Learn to labor and to wait.

Longfellow.

Fortitude is a great help in distress.

Plautus.

Fortitude is the guard and support of the other virtues.

Locke.

He who weighs his burdens, can bear them.

Martial.

Bid that welcome which comes to punish us, and we punish it, seeming to bear it lightly.

Shakespeare.

In struggling with misfortunes lies the true proof of virtue.

Shakespeare.

We men are but poor, weak souls, after all; women beat us out and out in fortitude.

Charles Buxton.

Where true fortitude dwells, loyalty, bounty, friendship and fidelity may be found.

Gay.

The vulgar refuse or crouch beneath their load; the brave bear theirs without repining.

Mallet.

  • Gird your hearts with silent fortitude,
  • Suffering, yet hoping all things.
  • Mrs. Hemans.

    True fortitude is seen in great exploits, that justice warrants and that wisdom guides.

    Addison.

    Providence has clearly ordained that the only path fit and salutary for man on earth is the path of persevering fortitude—the unremitting struggle of deliberate self-preparation and humble but active reliance on divine aid.

    E. L. Magoon.

    The burden which is well borne becomes light.

    Ovid.

  • ’Tis easiest dealing with the firmest mind—
  • More just when it resists, and, when it yields, more kind.
  • Crabbe.

    White men should exhibit the same insensibility to moral tortures that red men do to physical torments.

    Théophile Gautier.

  • Though Fortune’s malice overthrow my state,
  • My mind exceeds the compass of her wheel.
  • Shakespeare.

  • Who fights
  • With passions and o’ercomes, that man is arm’d
  • With the best virtue—passive fortitude.
  • Webster.

    Every man should bear his own grievances rather than detract from the comforts of another.

    Cicero.

    Fortitude has its extremes as well as the rest of the virtues, and ought, like them, to be always attended by prudence.

    Voet.

  • Brave spirits are a balsam to themselves;
  • There is a nobleness of mind that heals
  • Wounds beyond salves.
  • Cartwright.

    There is a strength of quiet endurance as significant of courage as the most daring feats of prowess.

    Tuckerman.

    The fortitude of a Christian consists in patience, not in enterprises which the poets call heroic, and which are commonly the effects of interest, pride and worldly honor.

    Dryden.

    Fortitude is not the appetite of formidable things, nor inconsult rashness; but virtue fighting for a truth, derived from knowledge of distinguishing good or bad causes.

    Nabb.

    The greatest man is he who chooses the right with invincible resolution; who resists the sorest temptations from within and without; who is calmest in storms, and whose reliance on truth, on virtue, on God, is the most unfaltering.

    Channing.

+-------+

■ WORK INSTRUCTIONS
a: Answer these questions about the quotations on fortitude:
(i) Who is credited with the line "Learn to labor and to wait."?
(ii) In the line credited to Locke, fortitude is the guard and support of what?
(iii) In the line credited to Voet, what should always attend fortitude?
b: Write out the stretch of the quotations on fortitude from "The greatest man" through "the most unfaltering.".
The records are separate material with no connection to the quotations on fortitude.

■ DATA SHOWN
+-------+

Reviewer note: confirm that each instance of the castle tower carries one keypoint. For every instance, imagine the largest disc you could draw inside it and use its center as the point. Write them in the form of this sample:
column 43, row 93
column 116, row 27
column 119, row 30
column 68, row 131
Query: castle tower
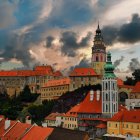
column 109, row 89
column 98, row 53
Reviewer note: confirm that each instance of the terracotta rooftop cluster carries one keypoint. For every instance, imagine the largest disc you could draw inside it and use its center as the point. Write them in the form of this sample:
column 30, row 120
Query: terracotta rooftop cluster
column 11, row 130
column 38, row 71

+-------+

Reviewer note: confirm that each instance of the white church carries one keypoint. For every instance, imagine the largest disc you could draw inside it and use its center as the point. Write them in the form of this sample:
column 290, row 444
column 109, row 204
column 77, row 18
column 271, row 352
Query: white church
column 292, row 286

+-------+

■ EXERCISE RESPONSES
a:
(i) Longfellow
(ii) The other virtues
(iii) Prudence

b:
The greatest man is he who chooses the right with invincible resolution; who resists the sorest temptations from within and without; who is calmest in storms, and whose reliance on truth, on virtue, on God, is the most unfaltering.